THE EXERCISE:
Swap "drop a point" for "place a marker" throughout the material below. Output the material again with every other character unchanged.

(Coordinate labeling data)
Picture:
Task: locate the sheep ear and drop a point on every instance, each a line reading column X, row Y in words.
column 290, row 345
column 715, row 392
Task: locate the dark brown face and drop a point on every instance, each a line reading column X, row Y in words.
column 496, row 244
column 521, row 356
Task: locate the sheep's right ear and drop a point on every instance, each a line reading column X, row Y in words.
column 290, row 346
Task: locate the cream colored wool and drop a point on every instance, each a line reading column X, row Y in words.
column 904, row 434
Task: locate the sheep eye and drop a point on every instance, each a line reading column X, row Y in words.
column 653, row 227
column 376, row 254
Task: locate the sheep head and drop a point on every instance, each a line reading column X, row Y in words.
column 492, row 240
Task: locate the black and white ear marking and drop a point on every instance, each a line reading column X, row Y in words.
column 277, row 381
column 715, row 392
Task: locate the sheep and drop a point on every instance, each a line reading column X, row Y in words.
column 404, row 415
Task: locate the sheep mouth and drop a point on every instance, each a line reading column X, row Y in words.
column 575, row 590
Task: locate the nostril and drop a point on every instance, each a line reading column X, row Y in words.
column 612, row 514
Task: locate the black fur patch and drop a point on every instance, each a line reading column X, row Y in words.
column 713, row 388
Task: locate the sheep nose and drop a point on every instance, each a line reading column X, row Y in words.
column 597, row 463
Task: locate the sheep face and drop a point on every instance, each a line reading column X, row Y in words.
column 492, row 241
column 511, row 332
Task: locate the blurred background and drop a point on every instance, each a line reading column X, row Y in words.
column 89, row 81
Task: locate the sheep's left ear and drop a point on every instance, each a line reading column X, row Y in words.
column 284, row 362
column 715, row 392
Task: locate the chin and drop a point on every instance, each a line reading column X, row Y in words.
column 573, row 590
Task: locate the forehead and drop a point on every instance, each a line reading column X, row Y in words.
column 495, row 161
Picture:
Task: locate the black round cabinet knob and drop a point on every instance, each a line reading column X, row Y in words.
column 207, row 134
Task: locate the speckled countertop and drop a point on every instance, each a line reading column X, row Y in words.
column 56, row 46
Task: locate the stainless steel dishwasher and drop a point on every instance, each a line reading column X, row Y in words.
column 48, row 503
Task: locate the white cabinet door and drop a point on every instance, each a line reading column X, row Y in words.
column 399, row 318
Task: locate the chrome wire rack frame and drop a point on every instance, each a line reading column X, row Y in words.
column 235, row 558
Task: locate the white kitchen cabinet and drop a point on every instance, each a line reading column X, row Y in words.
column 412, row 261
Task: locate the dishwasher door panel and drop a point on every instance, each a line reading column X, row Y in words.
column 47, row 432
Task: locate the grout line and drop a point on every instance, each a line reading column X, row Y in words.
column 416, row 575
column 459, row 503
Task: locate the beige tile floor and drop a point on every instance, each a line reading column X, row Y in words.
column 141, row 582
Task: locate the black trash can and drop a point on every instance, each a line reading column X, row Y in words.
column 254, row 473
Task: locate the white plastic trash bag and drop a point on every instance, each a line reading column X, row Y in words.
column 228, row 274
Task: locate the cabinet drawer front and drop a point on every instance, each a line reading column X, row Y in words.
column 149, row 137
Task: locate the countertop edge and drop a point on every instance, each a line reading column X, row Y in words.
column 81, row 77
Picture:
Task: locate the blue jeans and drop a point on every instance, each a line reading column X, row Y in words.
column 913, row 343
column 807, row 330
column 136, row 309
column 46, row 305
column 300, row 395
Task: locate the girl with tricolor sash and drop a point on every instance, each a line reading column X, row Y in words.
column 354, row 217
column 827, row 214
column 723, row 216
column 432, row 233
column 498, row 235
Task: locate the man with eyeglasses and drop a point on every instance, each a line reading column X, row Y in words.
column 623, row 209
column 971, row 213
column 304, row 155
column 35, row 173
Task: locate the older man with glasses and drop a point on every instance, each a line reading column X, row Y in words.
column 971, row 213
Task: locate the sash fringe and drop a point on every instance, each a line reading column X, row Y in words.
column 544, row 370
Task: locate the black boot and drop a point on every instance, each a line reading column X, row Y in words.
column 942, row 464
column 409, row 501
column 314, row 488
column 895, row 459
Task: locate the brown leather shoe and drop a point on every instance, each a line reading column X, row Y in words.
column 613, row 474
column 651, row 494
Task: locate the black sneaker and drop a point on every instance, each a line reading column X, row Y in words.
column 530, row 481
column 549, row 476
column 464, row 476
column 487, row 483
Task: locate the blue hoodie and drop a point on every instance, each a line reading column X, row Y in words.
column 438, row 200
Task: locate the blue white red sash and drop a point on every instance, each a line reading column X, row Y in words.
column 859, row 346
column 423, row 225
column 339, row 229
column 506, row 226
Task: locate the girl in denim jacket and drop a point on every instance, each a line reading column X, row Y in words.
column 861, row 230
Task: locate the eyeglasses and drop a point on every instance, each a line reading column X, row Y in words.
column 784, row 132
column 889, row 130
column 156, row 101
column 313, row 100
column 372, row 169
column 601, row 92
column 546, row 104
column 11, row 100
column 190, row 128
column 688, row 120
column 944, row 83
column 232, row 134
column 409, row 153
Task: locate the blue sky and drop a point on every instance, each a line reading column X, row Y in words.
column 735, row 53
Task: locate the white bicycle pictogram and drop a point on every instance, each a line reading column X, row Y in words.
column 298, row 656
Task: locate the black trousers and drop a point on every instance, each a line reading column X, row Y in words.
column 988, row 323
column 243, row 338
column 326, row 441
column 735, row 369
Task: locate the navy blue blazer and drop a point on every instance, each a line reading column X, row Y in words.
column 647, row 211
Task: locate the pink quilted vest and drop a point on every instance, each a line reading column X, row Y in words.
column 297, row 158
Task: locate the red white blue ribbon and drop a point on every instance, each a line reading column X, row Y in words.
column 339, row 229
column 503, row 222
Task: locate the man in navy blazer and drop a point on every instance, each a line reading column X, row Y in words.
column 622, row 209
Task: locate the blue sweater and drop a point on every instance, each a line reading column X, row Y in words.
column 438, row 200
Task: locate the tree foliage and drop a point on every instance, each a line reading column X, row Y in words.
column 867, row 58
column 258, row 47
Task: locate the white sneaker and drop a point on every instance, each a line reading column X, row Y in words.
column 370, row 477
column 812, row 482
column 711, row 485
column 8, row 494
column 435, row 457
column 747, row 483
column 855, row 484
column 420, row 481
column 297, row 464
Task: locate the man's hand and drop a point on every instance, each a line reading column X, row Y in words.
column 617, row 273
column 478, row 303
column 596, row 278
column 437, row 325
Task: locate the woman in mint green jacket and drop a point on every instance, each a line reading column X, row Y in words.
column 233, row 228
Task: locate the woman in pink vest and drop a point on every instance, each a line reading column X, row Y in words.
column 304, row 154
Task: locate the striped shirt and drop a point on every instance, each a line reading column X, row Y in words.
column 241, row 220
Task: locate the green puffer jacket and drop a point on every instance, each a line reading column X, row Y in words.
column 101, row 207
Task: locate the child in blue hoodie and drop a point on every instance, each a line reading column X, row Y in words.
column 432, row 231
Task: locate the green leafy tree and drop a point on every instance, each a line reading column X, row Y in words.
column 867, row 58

SOLUTION TO THE PROBLEM:
Picture:
Task: locate the sheep ear and place a marker on every instance, each a line reading column X, row Y in words.
column 290, row 345
column 715, row 392
Task: locate the dark brown face and place a marker on every instance, each a line reading column X, row Y in words.
column 496, row 244
column 521, row 356
Task: locate the sheep's right ear and place a marker on every instance, each a line reading column X, row Y in words.
column 290, row 346
Task: locate the cream colored wool and place a marker on every instance, each a line reading column X, row Y in words.
column 904, row 434
Task: locate the sheep eye and place a marker on every instance, each a line reading column X, row Y in words.
column 653, row 227
column 376, row 254
Task: locate the sheep head and place a marker on every instance, each a line reading column X, row Y in words.
column 492, row 240
Task: locate the black and white ear marking and place a marker on every instance, each a line reading column X, row Y in words.
column 277, row 381
column 715, row 392
Task: locate the sheep and place a marker on every instance, each a line reading column X, row Y in words.
column 404, row 415
Task: locate the sheep mouth and place a marker on every instance, each a line reading column X, row Y in words.
column 575, row 590
Task: locate the nostril and place a marker on every instance, each a line reading column X, row Y in words.
column 612, row 514
Task: locate the black fur patch and place a marker on every instance, each a line reading column X, row Y in words.
column 713, row 388
Task: locate the sheep nose and place a marker on every instance, each a line reading column X, row Y in words.
column 597, row 463
Task: locate the sheep face and place a marker on every instance, each a line reading column X, row Y in words.
column 492, row 241
column 511, row 332
Task: locate the blurred background and place a marker on every instance, each a line reading column X, row Y in words.
column 89, row 81
Task: locate the sheep's left ear and place a marker on every instance, each a line reading column X, row Y in words.
column 284, row 362
column 715, row 392
Task: locate the chin and place a marker on every instance, each a line reading column X, row Y in words.
column 573, row 590
Task: locate the forehead and place a marker on every instance, each a line reading column X, row Y in words.
column 495, row 161
Picture:
Task: locate the black round cabinet knob and place a marker on every instance, each a line reading column X, row Y in words.
column 207, row 134
Task: locate the speckled countertop and place a marker on every instance, each a line reading column X, row Y in words.
column 56, row 46
Task: locate the stainless steel dishwasher and place a marker on every instance, each a line reading column X, row Y in words.
column 48, row 503
Task: locate the white cabinet door and place a marker on every instance, each a line reading column X, row Y in words.
column 399, row 318
Task: locate the chrome wire rack frame and place a marker on every instance, each a line reading column X, row Y in words.
column 235, row 558
Task: locate the white kitchen cabinet and place a marker on every instance, each a line reading column X, row Y in words.
column 412, row 261
Task: locate the dishwasher door panel and place a marker on every instance, each a line reading column X, row Y in words.
column 47, row 432
Task: locate the grout line and place a marker on every instance, each a line reading column X, row Y in words.
column 416, row 575
column 459, row 503
Task: locate the beige tile floor and place a marker on every instance, each a line reading column X, row Y in words.
column 141, row 582
Task: locate the black trash can and place a marker on every instance, each a line reading column X, row Y in words.
column 254, row 473
Task: locate the white plastic trash bag and place a marker on every instance, each a line reading column X, row Y in words.
column 228, row 274
Task: locate the cabinet drawer front and place a marker on every instance, each a line reading column X, row Y in words.
column 149, row 137
Task: locate the countertop edge and place a marker on every instance, each a line reading column X, row Y in words.
column 81, row 77
Picture:
Task: locate the blue jeans and place a marker on every instance, each a line reading column X, row Y in words.
column 913, row 343
column 807, row 330
column 136, row 309
column 46, row 305
column 300, row 395
Task: locate the girl with tricolor sash and place a marker on every instance, each a line reading column X, row Y in words.
column 354, row 217
column 827, row 214
column 723, row 216
column 432, row 233
column 498, row 235
Task: locate the man with eyeglasses and place a marker on every instance, each a line reading column X, row Y in words.
column 623, row 209
column 971, row 213
column 304, row 155
column 35, row 173
Task: locate the older man with glasses and place a marker on every instance, each a line reading column X, row Y in words.
column 971, row 213
Task: locate the sash fringe and place a marker on every instance, each a line reading column X, row Y in words.
column 544, row 370
Task: locate the black boot and place a marker on every instance, each a line reading column X, row Y in words.
column 942, row 464
column 409, row 501
column 314, row 488
column 895, row 459
Task: locate the brown leather shoe and place a marker on every instance, each a line reading column X, row Y in words.
column 613, row 474
column 651, row 494
Task: locate the black sneaker and place a marker on every instance, each a line reading column X, row Y in words.
column 530, row 481
column 549, row 476
column 464, row 476
column 487, row 483
Task: locate the blue hoodie and place a marker on every instance, each a line reading column X, row Y in words.
column 438, row 200
Task: locate the blue white red sash and place a marker on every instance, each a line reading column X, row Y in words.
column 859, row 346
column 423, row 225
column 339, row 229
column 506, row 226
Task: locate the girl in denim jacket and place a marker on every instance, each a line reading column X, row Y in words.
column 861, row 230
Task: locate the eyeglasses and place a marker on every instance, each a line reading column X, row Y in words.
column 784, row 132
column 889, row 130
column 156, row 101
column 313, row 100
column 372, row 169
column 601, row 92
column 546, row 104
column 11, row 100
column 190, row 128
column 688, row 120
column 944, row 83
column 232, row 134
column 409, row 153
Task: locate the blue sky and place a marker on every instance, each a line reading column X, row Y in words.
column 735, row 53
Task: locate the white bicycle pictogram and place a marker on every instance, each a line reading column X, row Y in words.
column 298, row 656
Task: locate the black trousers and place a marker on every instance, each a line reading column X, row Y in words.
column 988, row 323
column 243, row 338
column 326, row 441
column 735, row 369
Task: locate the navy blue blazer and place a marker on every instance, each a line reading column X, row Y in words.
column 647, row 211
Task: locate the pink quilted vest and place a marker on every instance, each a line reading column X, row Y in words.
column 297, row 158
Task: locate the red white blue ribbon and place a marker on every instance, each a line reading column X, row Y in words.
column 339, row 229
column 503, row 222
Task: locate the man in navy blazer and place a marker on every instance, each a line reading column X, row Y in words.
column 622, row 209
Task: locate the blue sweater and place a marker on every instance, each a line reading column X, row Y in words.
column 438, row 200
Task: locate the tree foliage and place a marker on every instance, each a line reading column X, row Y in words.
column 867, row 58
column 258, row 47
Task: locate the white sneaker and place a marker on every instance, each a line reading column X, row Y in words.
column 370, row 477
column 812, row 482
column 711, row 485
column 8, row 494
column 435, row 457
column 747, row 483
column 855, row 484
column 420, row 481
column 297, row 464
Task: locate the man's hand and place a marker on every instance, each a line reading column X, row Y in words.
column 617, row 273
column 478, row 303
column 596, row 278
column 437, row 325
Task: locate the woman in mint green jacket and place a marker on every instance, each a line reading column X, row Y in words.
column 233, row 228
Task: locate the woman in pink vest and place a marker on every instance, each a line reading column X, row Y in words.
column 304, row 154
Task: locate the striped shirt and place a marker on every instance, each a line reading column X, row Y in words.
column 241, row 220
Task: locate the green puffer jacket and place a marker on every instance, each a line reading column X, row Y in words.
column 101, row 207
Task: locate the child in blue hoodie and place a marker on every instance, each a line reading column X, row Y in words.
column 432, row 231
Task: locate the green leafy tree and place a marker on every instance, each a line reading column X, row Y in words.
column 867, row 58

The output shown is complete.